* Task item: Once you find the line containing "In every <instance>" in the data below, copy it and each following line exactly, up to and including the line containing "168L369 233L366 288H627L630", and nothing else.

(Saved entries)
[Start of Attachment]
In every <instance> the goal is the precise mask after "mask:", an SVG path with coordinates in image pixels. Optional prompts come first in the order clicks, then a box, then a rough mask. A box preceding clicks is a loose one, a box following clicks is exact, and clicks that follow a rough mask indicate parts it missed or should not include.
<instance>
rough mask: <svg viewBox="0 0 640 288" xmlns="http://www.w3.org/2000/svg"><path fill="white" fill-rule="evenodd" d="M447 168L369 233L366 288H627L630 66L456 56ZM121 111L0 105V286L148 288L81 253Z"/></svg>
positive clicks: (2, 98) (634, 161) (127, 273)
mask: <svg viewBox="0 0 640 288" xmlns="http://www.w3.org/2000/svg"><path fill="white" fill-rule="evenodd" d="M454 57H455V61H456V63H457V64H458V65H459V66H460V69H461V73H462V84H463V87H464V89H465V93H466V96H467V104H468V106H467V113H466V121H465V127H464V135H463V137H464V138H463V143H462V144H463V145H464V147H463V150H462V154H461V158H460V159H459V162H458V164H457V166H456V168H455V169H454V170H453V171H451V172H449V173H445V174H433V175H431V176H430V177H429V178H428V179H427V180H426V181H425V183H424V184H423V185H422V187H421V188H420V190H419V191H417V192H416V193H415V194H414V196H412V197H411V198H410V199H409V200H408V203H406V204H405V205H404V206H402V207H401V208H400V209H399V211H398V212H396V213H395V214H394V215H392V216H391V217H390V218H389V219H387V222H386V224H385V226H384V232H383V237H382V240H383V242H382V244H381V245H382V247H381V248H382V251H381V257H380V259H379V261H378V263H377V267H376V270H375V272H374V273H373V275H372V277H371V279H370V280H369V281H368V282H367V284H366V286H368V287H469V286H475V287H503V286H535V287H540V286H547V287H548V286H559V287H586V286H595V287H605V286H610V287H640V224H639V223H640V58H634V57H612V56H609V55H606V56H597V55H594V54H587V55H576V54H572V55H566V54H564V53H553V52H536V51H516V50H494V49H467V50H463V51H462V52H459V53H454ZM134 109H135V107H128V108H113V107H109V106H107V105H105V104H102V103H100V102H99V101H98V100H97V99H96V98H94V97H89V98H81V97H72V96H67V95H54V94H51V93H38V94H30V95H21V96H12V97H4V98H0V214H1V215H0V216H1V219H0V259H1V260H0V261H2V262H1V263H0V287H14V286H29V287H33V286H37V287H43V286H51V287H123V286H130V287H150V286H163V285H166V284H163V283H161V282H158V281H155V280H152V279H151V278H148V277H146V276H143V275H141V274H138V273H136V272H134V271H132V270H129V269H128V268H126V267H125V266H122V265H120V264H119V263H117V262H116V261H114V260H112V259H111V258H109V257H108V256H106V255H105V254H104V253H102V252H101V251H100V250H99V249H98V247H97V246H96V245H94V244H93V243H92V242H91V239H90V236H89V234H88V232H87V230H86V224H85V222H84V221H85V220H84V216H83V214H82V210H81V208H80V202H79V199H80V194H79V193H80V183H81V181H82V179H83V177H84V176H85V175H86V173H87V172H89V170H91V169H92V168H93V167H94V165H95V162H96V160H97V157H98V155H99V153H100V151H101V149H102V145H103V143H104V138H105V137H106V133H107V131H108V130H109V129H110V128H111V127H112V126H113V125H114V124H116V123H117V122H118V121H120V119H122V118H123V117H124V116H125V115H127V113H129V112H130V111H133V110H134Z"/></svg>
[End of Attachment]
[Start of Attachment]
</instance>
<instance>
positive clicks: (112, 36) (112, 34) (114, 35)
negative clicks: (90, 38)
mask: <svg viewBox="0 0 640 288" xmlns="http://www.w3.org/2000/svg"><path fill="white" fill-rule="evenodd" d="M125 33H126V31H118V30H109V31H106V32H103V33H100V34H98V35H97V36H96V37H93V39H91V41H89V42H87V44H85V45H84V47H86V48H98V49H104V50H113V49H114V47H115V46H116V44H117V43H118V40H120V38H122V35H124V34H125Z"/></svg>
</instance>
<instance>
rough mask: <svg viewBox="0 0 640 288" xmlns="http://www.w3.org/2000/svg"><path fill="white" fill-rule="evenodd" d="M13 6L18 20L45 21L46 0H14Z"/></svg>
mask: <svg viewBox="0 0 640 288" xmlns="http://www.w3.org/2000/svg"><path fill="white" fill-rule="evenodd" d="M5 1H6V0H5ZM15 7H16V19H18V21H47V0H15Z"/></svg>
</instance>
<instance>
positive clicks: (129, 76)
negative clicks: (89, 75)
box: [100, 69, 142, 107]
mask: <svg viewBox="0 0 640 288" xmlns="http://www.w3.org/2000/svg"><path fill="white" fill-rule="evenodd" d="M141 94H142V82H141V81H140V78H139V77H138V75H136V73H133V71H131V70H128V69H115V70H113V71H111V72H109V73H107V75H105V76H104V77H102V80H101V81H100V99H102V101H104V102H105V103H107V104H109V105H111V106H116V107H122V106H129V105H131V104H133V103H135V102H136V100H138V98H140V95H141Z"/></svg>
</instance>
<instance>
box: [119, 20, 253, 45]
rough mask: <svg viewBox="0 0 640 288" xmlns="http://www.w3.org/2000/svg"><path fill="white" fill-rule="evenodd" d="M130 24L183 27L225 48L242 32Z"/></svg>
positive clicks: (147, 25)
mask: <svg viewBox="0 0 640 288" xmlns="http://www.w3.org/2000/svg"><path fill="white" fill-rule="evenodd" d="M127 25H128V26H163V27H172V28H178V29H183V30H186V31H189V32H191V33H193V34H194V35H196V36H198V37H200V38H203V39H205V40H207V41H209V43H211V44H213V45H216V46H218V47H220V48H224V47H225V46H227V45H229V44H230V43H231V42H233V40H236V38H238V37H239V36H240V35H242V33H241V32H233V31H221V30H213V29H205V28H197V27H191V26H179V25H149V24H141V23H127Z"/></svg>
[End of Attachment]
* Written solution:
In every <instance> the goal is the precise mask after "mask:", an SVG path with coordinates in image pixels. Optional prompts come first in the order clicks, then a box, then a rough mask. A box preceding clicks is a loose one, a box following clicks is exact, and clicks that follow a rough mask indicate parts it missed or should not include.
<instance>
rough mask: <svg viewBox="0 0 640 288" xmlns="http://www.w3.org/2000/svg"><path fill="white" fill-rule="evenodd" d="M447 168L369 233L366 288H627L630 66L456 56ZM121 111L0 105V286L148 288L81 253Z"/></svg>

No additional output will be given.